:: WHAT YOU HAVE TO DO ::
With the material below, print exactly the lines between the line holding "Each <instance> block lists" and the line holding "positive clicks: (1218, 526)", inclusive. Add nothing else.

:: EXERCISE MATERIALS ::

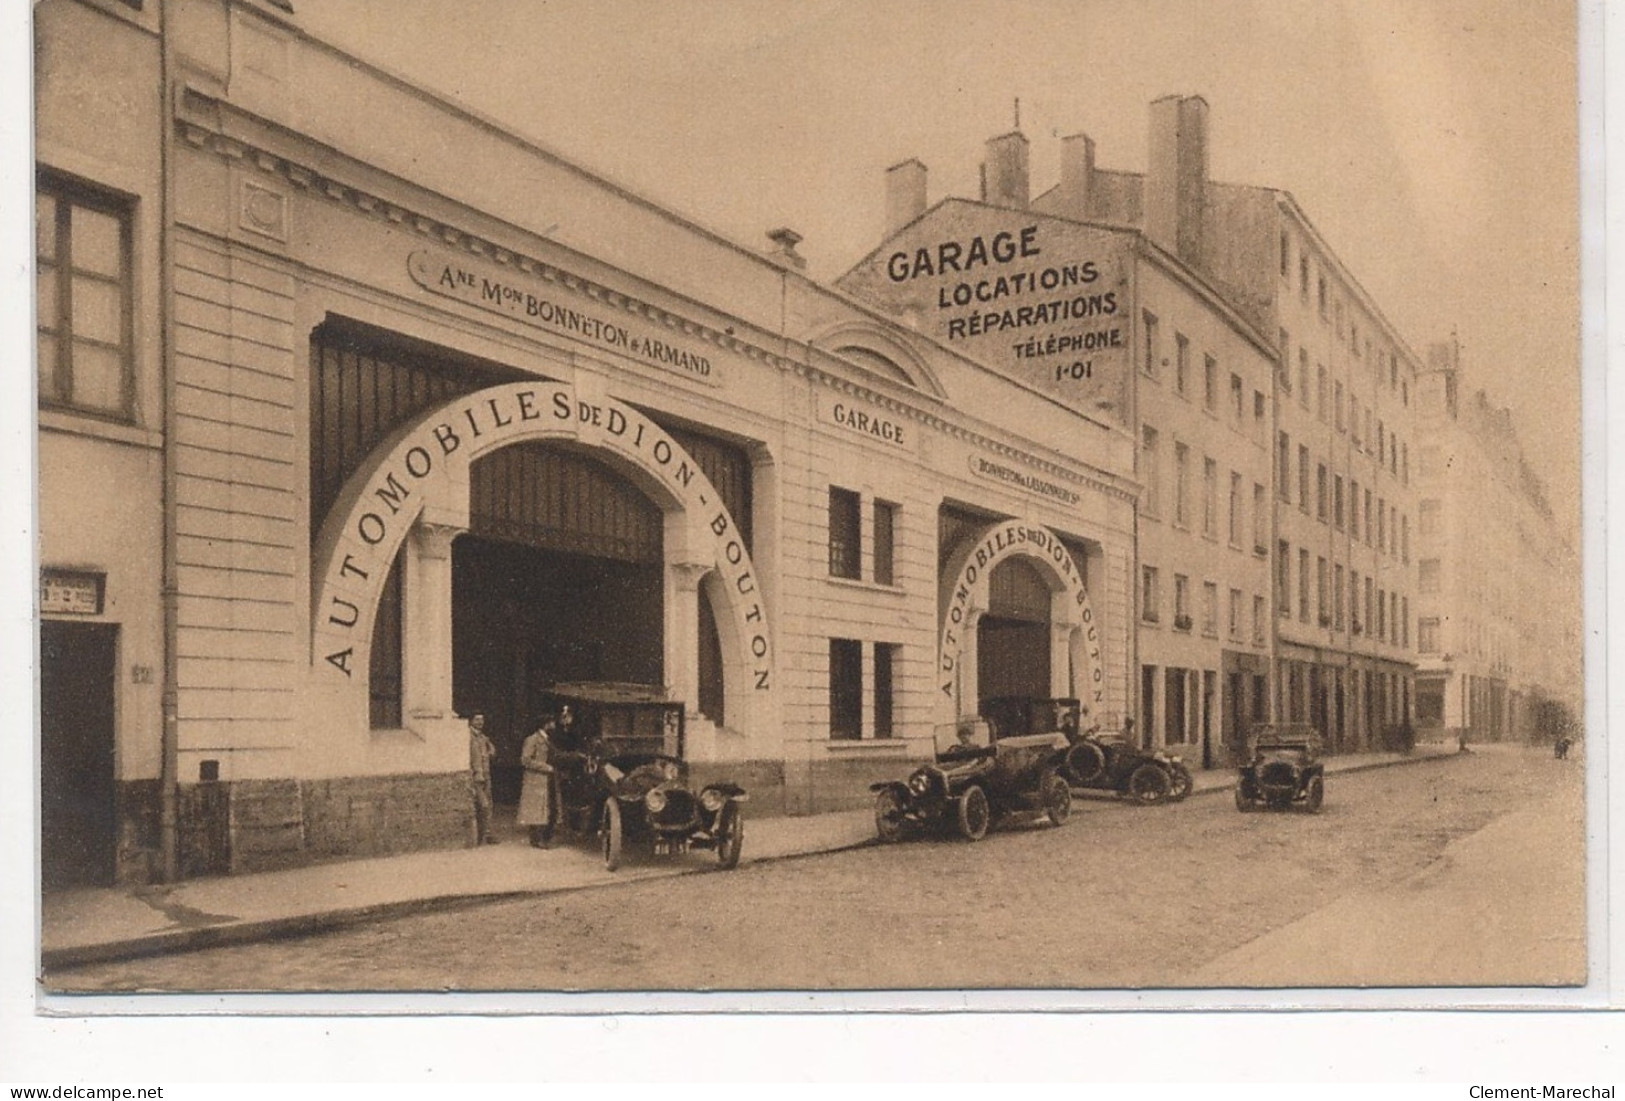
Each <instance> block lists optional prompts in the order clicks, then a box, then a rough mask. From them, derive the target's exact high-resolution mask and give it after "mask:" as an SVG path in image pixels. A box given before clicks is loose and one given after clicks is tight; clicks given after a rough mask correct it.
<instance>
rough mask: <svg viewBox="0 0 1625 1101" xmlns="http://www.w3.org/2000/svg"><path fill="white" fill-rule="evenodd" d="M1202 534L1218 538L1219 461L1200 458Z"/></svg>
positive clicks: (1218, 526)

...

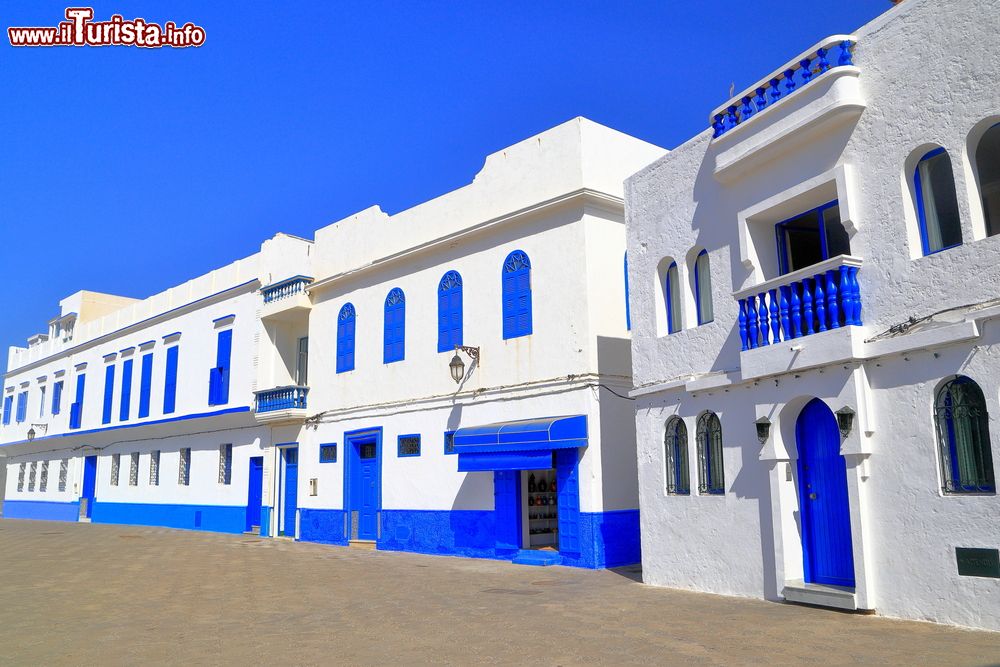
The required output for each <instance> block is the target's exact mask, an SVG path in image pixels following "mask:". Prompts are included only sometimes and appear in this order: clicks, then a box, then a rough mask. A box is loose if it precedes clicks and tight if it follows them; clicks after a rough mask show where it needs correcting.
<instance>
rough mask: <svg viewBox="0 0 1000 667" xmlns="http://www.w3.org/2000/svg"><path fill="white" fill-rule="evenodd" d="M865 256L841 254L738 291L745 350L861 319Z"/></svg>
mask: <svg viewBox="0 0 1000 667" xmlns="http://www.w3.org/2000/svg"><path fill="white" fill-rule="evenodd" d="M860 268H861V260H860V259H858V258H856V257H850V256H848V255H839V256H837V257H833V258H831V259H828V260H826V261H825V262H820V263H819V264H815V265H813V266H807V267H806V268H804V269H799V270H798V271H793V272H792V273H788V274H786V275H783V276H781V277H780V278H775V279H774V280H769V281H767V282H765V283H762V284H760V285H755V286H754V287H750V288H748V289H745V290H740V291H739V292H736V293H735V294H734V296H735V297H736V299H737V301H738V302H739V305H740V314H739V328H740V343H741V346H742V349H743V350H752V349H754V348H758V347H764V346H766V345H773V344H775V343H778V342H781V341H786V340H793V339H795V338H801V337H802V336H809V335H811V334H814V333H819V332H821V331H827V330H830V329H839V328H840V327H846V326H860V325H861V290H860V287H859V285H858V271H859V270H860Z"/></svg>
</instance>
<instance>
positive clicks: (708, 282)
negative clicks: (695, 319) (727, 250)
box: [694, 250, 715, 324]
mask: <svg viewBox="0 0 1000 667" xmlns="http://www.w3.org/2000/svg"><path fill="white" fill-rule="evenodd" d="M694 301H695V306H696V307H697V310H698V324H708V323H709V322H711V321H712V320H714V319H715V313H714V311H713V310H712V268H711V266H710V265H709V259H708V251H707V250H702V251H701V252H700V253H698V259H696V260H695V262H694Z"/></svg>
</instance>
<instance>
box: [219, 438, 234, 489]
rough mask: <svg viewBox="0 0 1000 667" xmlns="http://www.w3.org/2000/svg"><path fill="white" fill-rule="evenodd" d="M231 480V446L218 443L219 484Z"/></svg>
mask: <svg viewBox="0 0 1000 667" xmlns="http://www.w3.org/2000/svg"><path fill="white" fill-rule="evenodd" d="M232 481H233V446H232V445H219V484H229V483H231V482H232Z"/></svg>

:: SOLUTION FOR THIS TASK ::
Each <instance> block lists optional prompts in the order clicks, then a box, then a rough mask. From them, derive the target's exact high-resolution mask and give it after "mask:" as an SVG path in image pixels. A box given before clicks is loose and one given after clicks is tight; clicks given after a rough mask correct it.
<instance>
rough mask: <svg viewBox="0 0 1625 1101" xmlns="http://www.w3.org/2000/svg"><path fill="white" fill-rule="evenodd" d="M1202 534L1218 538L1219 461L1200 458Z"/></svg>
positive clicks: (1218, 526)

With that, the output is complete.